Red Deer’s parking rates are rising a few coins on July 1.

Hourly fees for meters and public lots will increase by as much as 25 cents and as little as 10 cents in the downtown core, near Red Deer Regional Hospital Centre and Riverside area just north of the Red Deer River.

Fees will rise to $1 from 75 cents within the immediate area and farther out, depending on where one parks, 75 cents from 60 cents and 60 cents from 50 cents. The rates are in effect 9 a.m. to 5 p.m. Monday through Friday at about 1,200 parking meters and 530 city-owned public lots.

Laura Turner, executive director of the Red Deer Downtown Business Association, said the fee increases are minimal.

“We’ve had no calls,” she said. “I’d rather see minimal increases each year than one large increase.”

And she said she likes that parking all day in a public lot will be slightly higher than doing a round-trip downtown by city transit bus, $4.80 versus $4.30.

Fred Dieno, parking liaison for the city, said the rates are going up in part to encourage downtown employees and employers to find somewhere further out to park and leave the cheaper stalls for customers.

“We’re encouraging people to walk a block,” Dieno said.

And those extra dollars, and any parking tickets that will be had, will also help pay for the three-storey parkade being built above the transit terminal at 48th Street between 47th Avenue and 47A Avenue. The parkade project is projected to cost $21.3 million.

Parking revenues have been budgeted for $2.25 million in 2009. The money is transferred into a parking reserve fund, which over the next 10 to 15 years will help pay for the parkade, Dieno said.

Expenses are expected to run around $750,000 and include meter maintenance and making ramps from handicapped parking stalls onto sidewalks.

The city did have a flat hourly rate of 50 cents in all areas from 2006 to part of 2008.

Then it was decided more must be done to encourage people to walk further into work, Dieno said.

In June 2008, some of the rates increased to 60 cents and 75 cents an hour.

DATA SECTION »
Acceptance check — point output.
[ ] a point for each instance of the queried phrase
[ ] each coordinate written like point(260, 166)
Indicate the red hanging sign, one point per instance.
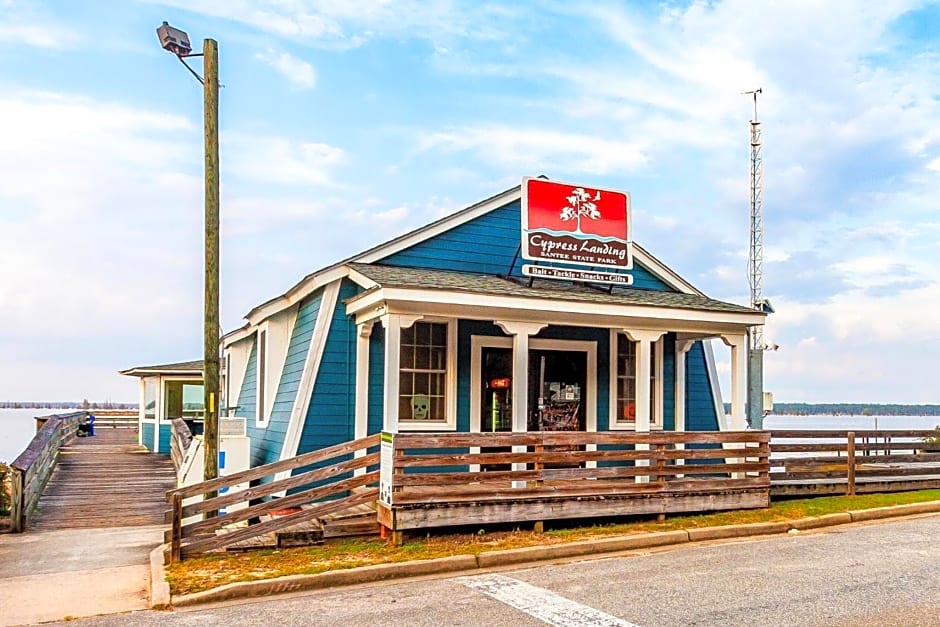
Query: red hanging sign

WHAT YOU NEED TO DO »
From the article on Red Deer's parking rates, list every new hourly fee it gives along with the fee it replaces.

ANSWER TO THIS TASK »
- $1, up from 75 cents
- 75 cents, up from 60 cents
- 60 cents, up from 50 cents